>> START

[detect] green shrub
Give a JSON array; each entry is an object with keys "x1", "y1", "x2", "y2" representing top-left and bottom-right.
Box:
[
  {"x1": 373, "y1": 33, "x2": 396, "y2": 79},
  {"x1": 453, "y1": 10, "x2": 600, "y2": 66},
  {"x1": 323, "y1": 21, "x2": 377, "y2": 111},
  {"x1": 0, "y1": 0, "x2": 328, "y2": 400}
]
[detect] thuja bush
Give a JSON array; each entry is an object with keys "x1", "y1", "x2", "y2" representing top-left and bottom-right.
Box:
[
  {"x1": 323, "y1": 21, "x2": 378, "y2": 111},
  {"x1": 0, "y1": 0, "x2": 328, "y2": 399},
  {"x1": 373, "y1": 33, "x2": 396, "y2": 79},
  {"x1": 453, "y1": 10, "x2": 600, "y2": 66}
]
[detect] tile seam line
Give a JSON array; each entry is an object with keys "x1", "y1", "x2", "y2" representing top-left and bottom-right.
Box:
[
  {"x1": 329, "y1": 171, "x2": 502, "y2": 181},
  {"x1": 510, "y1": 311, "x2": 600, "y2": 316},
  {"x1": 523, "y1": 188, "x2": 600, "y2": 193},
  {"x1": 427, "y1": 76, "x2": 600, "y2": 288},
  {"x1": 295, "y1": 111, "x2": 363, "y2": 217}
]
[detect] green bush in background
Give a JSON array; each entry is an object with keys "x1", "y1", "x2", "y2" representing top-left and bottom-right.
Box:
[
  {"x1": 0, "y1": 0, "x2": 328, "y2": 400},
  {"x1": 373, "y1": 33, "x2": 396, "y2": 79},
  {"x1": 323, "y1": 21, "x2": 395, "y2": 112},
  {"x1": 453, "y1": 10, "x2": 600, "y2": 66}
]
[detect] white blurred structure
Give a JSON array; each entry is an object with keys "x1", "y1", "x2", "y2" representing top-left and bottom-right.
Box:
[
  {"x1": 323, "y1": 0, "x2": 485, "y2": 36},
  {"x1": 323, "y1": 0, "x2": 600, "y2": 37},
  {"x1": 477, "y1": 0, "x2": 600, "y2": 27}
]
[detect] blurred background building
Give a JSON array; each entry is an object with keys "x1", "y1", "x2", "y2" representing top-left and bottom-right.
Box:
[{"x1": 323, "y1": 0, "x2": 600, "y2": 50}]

>> END
>> START

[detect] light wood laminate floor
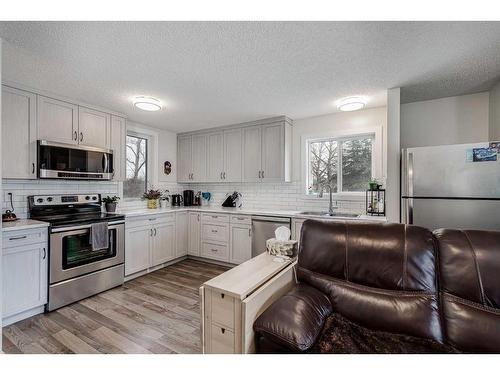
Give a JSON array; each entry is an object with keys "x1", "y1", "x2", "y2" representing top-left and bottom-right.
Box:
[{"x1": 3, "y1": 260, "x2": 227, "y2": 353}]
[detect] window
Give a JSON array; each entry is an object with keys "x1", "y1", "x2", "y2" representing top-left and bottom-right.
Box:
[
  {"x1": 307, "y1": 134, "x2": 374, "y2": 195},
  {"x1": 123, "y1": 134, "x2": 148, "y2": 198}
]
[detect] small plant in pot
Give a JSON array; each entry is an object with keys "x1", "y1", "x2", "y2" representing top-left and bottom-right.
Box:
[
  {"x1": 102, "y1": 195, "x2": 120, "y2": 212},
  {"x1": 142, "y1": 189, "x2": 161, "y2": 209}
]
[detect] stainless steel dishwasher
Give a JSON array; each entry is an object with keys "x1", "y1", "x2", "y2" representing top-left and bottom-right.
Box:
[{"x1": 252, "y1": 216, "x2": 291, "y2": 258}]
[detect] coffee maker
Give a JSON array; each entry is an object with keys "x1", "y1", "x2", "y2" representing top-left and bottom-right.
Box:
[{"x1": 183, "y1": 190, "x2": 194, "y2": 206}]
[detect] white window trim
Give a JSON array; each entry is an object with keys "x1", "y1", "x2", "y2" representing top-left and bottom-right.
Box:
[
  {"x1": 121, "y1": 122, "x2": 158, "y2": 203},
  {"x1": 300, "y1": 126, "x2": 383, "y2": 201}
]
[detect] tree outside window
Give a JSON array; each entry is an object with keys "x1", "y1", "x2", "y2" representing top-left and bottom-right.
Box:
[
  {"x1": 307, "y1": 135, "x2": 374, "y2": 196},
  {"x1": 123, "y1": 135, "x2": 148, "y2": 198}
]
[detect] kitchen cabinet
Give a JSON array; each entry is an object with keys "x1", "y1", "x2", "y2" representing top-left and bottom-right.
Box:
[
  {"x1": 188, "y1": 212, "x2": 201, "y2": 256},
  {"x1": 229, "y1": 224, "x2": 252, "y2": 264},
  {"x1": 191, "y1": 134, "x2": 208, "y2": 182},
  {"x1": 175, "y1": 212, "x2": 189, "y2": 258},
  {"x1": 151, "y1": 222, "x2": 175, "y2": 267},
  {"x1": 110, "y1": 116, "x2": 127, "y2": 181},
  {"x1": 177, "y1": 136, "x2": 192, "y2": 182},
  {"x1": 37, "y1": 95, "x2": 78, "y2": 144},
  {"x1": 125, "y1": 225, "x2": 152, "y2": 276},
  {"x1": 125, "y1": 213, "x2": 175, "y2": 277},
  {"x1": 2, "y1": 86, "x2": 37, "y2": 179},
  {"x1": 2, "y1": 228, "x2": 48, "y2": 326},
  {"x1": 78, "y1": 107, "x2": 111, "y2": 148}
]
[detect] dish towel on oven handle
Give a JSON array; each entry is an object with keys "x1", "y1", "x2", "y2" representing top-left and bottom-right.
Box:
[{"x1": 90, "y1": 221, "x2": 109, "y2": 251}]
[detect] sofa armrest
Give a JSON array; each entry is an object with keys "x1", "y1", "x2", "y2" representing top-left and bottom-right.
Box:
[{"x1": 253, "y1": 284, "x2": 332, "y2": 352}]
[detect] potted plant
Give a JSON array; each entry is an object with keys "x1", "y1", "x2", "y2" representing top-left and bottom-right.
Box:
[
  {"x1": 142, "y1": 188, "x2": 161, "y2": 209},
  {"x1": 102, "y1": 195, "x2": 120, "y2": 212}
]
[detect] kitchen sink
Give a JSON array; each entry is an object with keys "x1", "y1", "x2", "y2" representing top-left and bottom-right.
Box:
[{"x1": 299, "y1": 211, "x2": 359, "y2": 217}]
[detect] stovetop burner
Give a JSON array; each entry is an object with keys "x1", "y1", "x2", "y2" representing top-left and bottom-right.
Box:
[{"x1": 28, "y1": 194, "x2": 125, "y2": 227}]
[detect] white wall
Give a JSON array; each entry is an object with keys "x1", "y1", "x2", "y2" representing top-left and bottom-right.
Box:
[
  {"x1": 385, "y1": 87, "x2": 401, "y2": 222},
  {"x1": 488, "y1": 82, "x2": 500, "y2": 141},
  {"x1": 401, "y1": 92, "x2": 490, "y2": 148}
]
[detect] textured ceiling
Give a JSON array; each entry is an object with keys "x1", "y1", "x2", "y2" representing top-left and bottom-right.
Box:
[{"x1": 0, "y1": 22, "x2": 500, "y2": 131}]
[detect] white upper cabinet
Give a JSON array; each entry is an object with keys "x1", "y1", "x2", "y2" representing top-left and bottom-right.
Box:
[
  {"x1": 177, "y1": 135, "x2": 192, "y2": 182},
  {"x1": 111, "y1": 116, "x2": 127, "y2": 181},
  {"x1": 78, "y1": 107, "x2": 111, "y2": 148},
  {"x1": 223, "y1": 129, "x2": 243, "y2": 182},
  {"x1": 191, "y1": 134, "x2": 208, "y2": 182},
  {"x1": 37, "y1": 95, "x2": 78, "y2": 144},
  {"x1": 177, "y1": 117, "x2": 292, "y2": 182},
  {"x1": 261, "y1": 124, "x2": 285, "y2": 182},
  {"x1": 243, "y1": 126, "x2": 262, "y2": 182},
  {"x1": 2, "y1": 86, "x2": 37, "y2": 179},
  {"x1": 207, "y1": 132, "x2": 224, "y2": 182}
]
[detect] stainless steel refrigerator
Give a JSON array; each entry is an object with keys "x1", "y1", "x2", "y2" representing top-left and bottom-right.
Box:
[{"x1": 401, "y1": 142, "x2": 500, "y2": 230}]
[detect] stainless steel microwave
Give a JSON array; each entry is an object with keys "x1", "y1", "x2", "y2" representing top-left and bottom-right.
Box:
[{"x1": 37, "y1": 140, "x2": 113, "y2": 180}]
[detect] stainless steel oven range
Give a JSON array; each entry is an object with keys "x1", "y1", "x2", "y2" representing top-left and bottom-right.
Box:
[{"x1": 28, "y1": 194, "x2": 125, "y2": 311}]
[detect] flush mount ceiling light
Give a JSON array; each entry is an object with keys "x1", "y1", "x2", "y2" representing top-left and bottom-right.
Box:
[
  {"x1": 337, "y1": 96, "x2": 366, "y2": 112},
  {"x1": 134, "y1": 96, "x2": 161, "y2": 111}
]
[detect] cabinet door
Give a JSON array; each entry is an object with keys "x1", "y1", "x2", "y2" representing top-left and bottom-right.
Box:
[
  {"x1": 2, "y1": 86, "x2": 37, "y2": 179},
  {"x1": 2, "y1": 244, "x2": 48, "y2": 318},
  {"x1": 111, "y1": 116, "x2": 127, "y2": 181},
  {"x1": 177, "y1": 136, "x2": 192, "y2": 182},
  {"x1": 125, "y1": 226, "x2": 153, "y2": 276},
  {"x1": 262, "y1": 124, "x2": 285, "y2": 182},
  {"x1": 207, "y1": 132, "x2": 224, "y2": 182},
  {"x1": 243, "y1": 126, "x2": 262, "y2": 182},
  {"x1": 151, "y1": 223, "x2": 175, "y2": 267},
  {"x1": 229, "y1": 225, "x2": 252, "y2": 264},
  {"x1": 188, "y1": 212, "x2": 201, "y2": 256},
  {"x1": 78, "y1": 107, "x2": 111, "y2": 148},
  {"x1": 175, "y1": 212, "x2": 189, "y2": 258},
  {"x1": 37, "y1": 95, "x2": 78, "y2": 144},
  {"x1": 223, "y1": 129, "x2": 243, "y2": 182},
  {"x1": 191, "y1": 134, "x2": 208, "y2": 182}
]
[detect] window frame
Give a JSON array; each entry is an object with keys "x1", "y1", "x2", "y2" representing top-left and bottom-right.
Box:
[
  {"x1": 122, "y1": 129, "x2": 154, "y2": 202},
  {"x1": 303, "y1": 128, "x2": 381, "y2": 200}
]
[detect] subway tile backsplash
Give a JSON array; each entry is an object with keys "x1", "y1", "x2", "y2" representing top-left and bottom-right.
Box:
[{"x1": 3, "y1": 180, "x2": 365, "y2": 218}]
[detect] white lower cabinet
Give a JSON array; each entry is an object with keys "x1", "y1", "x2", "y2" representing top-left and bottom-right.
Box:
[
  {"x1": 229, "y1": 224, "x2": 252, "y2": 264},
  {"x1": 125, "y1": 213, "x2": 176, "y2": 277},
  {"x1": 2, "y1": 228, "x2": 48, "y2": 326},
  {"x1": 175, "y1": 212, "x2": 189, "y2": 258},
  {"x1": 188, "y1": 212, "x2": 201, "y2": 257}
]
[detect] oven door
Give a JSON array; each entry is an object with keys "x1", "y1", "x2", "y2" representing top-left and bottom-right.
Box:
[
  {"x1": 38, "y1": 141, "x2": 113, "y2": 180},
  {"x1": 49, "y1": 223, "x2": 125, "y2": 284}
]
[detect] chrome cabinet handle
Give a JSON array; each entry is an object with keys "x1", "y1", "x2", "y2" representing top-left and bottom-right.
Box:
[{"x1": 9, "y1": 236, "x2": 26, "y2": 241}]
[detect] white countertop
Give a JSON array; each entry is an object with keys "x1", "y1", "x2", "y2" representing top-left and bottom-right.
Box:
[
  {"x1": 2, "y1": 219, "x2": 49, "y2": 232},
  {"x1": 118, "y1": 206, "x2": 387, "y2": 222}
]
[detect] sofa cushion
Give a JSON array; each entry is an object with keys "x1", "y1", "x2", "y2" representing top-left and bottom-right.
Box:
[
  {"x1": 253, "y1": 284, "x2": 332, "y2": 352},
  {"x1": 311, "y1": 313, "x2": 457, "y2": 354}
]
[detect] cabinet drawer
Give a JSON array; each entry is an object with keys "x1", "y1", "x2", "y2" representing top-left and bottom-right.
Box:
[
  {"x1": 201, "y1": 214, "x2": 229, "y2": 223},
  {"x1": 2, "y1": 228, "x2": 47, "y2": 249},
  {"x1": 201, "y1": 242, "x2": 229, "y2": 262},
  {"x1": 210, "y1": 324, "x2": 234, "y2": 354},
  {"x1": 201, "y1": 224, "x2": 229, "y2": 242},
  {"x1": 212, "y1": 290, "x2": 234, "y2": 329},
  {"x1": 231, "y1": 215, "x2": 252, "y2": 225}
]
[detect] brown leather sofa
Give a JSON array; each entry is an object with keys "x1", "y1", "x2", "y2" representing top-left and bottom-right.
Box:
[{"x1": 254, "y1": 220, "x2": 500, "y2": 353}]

>> END

WHAT YOU ARE ASKED TO DO: Count the lines in the records above that contain the word "stainless". Reply with the number only.

SOLVED EXERCISE: 4